◆ **Information shown**
########

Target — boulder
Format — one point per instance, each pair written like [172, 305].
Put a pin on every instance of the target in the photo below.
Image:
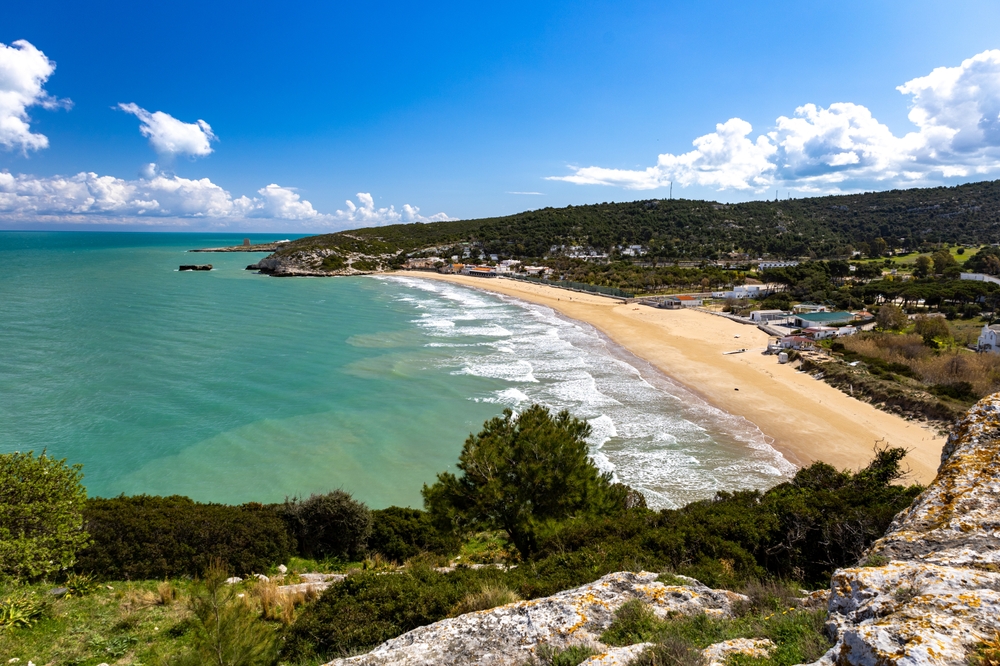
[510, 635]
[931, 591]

########

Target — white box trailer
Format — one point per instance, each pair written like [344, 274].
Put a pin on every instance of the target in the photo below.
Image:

########

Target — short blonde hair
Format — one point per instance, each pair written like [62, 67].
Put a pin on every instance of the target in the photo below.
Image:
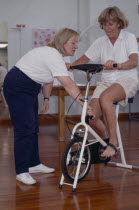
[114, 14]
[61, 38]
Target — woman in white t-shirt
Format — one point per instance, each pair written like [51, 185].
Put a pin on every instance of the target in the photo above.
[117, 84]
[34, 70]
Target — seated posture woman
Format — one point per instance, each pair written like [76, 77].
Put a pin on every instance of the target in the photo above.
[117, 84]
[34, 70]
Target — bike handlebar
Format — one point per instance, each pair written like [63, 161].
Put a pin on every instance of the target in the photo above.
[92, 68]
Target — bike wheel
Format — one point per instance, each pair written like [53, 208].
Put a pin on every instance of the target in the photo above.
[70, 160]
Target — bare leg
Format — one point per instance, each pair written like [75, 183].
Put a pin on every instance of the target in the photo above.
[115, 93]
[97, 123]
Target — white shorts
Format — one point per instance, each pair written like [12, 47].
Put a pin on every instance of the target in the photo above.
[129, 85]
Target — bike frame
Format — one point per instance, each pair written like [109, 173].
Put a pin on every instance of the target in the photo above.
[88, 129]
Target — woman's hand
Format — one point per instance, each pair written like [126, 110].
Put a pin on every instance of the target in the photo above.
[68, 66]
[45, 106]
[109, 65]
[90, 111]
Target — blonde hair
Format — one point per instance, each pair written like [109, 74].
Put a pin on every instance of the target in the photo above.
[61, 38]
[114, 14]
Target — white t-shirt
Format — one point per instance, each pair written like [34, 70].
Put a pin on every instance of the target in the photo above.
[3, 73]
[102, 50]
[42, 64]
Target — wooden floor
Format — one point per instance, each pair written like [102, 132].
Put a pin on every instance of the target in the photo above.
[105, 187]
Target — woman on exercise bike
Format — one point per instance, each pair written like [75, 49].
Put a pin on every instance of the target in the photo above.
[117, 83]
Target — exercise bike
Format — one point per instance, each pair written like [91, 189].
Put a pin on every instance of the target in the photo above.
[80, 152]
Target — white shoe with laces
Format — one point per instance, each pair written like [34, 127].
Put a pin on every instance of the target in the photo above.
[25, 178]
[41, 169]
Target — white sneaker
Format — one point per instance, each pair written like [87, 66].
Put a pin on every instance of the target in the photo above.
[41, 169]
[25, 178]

########

Which lines in the rows above contain the string "blonde"? Copy each of them.

◆ **Response to the task**
Target — short blonde hair
Target — blonde hair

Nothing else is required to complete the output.